→ **Working data**:
>> begin
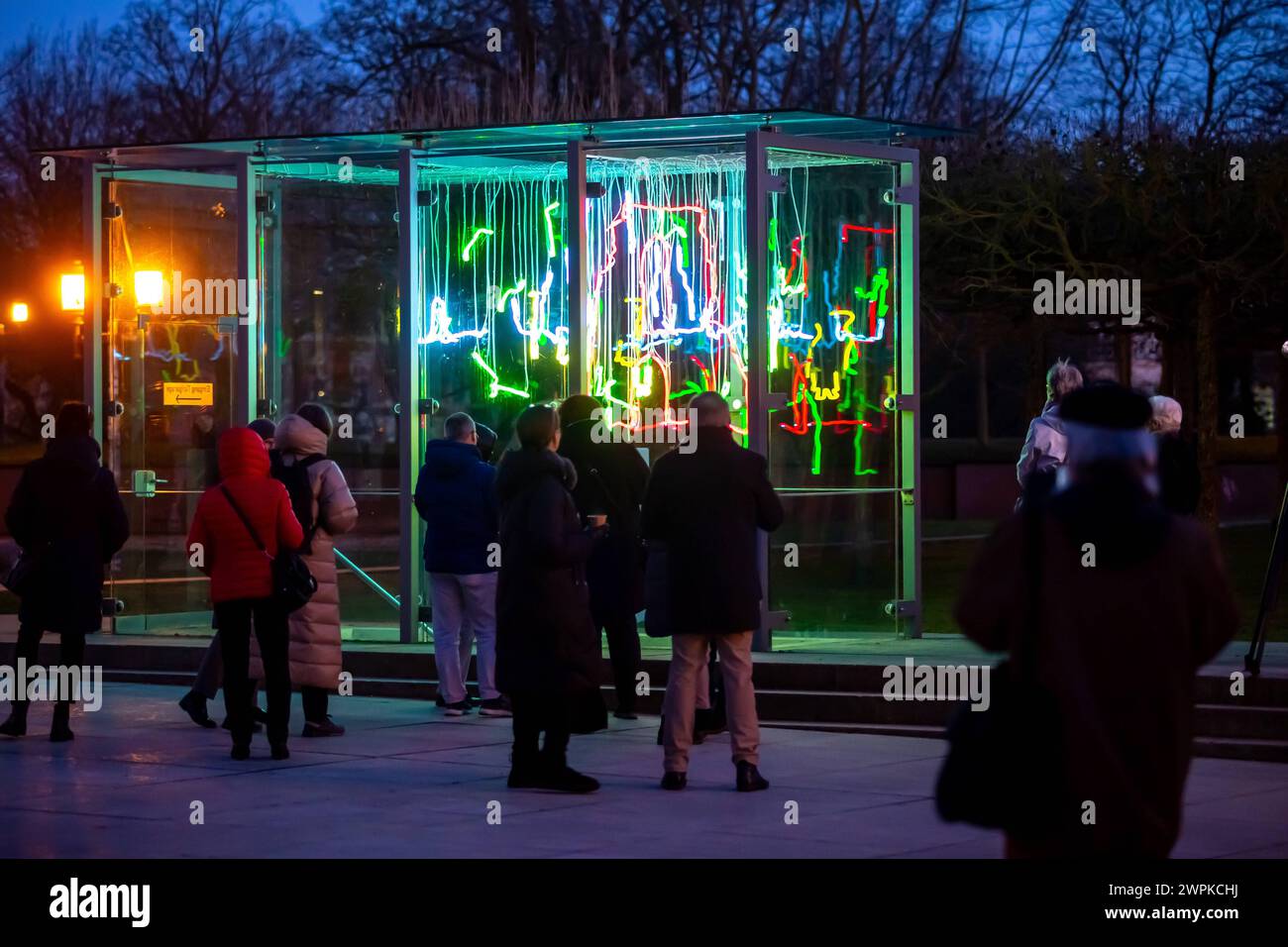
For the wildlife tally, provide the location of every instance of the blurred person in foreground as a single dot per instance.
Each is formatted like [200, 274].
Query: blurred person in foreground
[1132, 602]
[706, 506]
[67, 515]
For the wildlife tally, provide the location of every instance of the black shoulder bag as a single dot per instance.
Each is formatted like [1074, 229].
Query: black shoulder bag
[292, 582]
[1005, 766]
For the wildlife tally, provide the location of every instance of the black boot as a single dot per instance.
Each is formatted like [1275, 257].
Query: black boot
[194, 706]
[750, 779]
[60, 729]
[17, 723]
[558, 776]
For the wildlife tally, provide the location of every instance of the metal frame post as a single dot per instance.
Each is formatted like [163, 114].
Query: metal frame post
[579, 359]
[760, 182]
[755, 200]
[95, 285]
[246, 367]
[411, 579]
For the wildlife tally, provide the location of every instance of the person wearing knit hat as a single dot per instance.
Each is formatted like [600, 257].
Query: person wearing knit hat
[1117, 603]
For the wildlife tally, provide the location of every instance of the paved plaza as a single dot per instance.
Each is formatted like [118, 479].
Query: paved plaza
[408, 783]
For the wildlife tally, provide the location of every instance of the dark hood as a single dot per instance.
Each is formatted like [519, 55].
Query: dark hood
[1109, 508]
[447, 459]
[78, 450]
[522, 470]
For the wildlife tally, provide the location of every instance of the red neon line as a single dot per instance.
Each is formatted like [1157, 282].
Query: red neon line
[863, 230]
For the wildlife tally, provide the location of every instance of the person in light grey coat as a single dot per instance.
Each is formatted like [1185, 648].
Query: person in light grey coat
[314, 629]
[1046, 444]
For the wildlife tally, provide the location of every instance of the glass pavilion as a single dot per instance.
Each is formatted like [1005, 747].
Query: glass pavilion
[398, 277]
>> end
>> begin
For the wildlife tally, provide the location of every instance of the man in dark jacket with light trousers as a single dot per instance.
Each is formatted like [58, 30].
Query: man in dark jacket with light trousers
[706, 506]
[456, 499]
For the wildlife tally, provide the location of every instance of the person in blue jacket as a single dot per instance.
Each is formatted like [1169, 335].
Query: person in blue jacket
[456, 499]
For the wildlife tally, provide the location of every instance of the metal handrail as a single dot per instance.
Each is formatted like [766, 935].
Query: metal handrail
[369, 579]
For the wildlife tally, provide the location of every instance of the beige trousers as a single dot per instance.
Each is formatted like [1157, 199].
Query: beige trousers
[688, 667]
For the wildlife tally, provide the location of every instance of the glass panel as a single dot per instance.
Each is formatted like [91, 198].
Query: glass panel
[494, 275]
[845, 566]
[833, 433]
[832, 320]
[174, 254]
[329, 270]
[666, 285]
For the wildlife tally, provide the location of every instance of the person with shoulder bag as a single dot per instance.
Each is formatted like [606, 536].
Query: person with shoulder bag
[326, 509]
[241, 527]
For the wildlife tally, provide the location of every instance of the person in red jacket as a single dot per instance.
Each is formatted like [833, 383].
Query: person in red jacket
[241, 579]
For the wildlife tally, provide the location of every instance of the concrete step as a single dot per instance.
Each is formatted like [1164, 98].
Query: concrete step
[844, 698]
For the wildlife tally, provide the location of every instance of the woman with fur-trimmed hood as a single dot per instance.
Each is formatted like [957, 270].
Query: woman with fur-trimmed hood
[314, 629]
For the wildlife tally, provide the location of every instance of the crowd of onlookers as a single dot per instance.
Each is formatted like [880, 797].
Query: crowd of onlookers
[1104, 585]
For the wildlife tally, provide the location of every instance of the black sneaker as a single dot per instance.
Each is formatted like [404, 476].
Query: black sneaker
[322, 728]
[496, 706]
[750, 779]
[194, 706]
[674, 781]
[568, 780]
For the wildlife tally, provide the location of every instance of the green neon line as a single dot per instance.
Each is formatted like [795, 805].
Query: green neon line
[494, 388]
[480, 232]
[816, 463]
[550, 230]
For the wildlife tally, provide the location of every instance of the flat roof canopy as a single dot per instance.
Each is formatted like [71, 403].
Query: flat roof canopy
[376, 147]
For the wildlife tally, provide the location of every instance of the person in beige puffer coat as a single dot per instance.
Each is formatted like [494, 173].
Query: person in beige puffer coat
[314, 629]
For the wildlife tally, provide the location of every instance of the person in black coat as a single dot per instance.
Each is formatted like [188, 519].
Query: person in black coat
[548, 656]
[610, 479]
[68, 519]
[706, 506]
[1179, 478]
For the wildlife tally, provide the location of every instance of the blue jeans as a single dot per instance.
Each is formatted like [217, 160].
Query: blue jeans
>> end
→ **Given exercise**:
Please state how many lines of the listing above contain the string "concrete", matching case exactly. Reply with the number alone.

→ **The result**:
2